───── Working data

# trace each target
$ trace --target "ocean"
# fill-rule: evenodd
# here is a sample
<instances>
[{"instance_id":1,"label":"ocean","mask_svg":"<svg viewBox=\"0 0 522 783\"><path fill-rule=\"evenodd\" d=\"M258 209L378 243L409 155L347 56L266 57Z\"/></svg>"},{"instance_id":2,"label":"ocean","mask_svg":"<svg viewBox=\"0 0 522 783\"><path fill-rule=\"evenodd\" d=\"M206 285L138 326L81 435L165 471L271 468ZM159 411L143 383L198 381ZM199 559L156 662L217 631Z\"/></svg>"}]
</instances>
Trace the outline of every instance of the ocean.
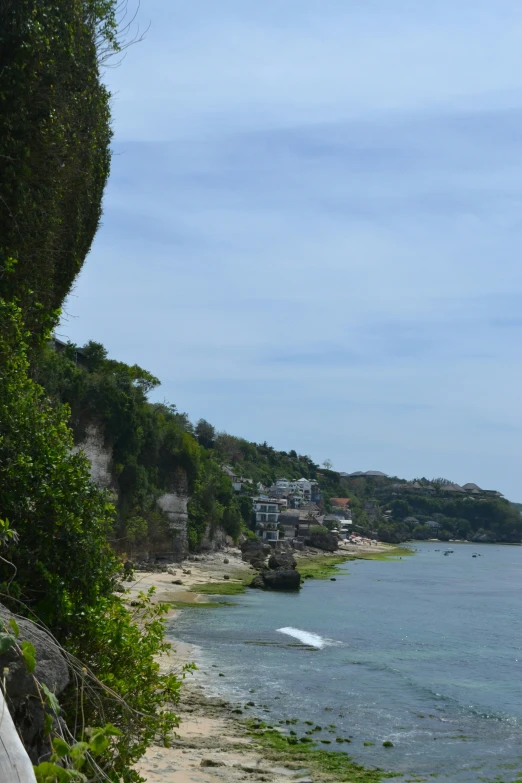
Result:
<instances>
[{"instance_id":1,"label":"ocean","mask_svg":"<svg viewBox=\"0 0 522 783\"><path fill-rule=\"evenodd\" d=\"M250 590L234 606L189 607L169 632L201 649L209 687L253 701L271 725L297 718L298 735L312 721L314 738L332 741L323 749L427 779L513 781L522 547L412 548L401 560L348 562L335 582L307 580L298 594Z\"/></svg>"}]
</instances>

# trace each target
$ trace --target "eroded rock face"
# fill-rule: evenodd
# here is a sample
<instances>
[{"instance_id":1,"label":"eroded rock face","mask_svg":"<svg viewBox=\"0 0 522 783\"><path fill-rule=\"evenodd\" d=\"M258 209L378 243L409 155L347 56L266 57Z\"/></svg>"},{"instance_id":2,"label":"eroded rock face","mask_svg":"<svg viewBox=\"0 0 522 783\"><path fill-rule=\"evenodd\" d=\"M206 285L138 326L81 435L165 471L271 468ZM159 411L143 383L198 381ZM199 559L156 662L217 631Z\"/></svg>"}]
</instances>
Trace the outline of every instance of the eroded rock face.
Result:
<instances>
[{"instance_id":1,"label":"eroded rock face","mask_svg":"<svg viewBox=\"0 0 522 783\"><path fill-rule=\"evenodd\" d=\"M247 538L241 544L241 559L245 563L252 563L252 560L264 561L271 551L269 544L263 544L259 539Z\"/></svg>"},{"instance_id":2,"label":"eroded rock face","mask_svg":"<svg viewBox=\"0 0 522 783\"><path fill-rule=\"evenodd\" d=\"M325 552L335 552L338 547L337 536L333 533L310 533L305 538L305 544L315 549L323 549Z\"/></svg>"},{"instance_id":3,"label":"eroded rock face","mask_svg":"<svg viewBox=\"0 0 522 783\"><path fill-rule=\"evenodd\" d=\"M0 624L6 624L10 617L11 612L0 605ZM69 668L59 647L30 620L17 618L17 623L20 628L18 643L27 640L35 647L35 677L50 691L60 694L69 683ZM6 677L9 711L31 761L36 764L38 759L49 753L49 740L44 737L45 710L33 677L27 671L24 659L15 650L10 649L0 655L0 670L4 668L9 669Z\"/></svg>"},{"instance_id":4,"label":"eroded rock face","mask_svg":"<svg viewBox=\"0 0 522 783\"><path fill-rule=\"evenodd\" d=\"M276 568L295 568L296 565L295 557L290 552L274 552L268 558L268 567L273 571Z\"/></svg>"},{"instance_id":5,"label":"eroded rock face","mask_svg":"<svg viewBox=\"0 0 522 783\"><path fill-rule=\"evenodd\" d=\"M114 490L112 480L112 449L105 444L103 430L96 424L88 424L85 438L73 448L73 452L83 451L91 466L91 478L97 487Z\"/></svg>"},{"instance_id":6,"label":"eroded rock face","mask_svg":"<svg viewBox=\"0 0 522 783\"><path fill-rule=\"evenodd\" d=\"M157 501L169 522L172 556L175 560L182 560L188 555L188 501L188 495L181 491L165 492Z\"/></svg>"}]
</instances>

──────────

All lines from the top of the data through the line containing "Trace the outline of every instance of the ocean." need to be retyped exactly, and nothing more.

== Response to the task ==
# trace each target
$ trace --target "ocean"
# fill-rule: evenodd
# here is a sample
<instances>
[{"instance_id":1,"label":"ocean","mask_svg":"<svg viewBox=\"0 0 522 783\"><path fill-rule=\"evenodd\" d=\"M258 209L378 243L409 155L347 56L266 57Z\"/></svg>"},{"instance_id":2,"label":"ocean","mask_svg":"<svg viewBox=\"0 0 522 783\"><path fill-rule=\"evenodd\" d=\"M206 285L138 326L81 435L165 471L271 468ZM159 411L143 383L198 381ZM199 559L156 662L217 631Z\"/></svg>"}]
</instances>
Trace the outline of every instance of the ocean.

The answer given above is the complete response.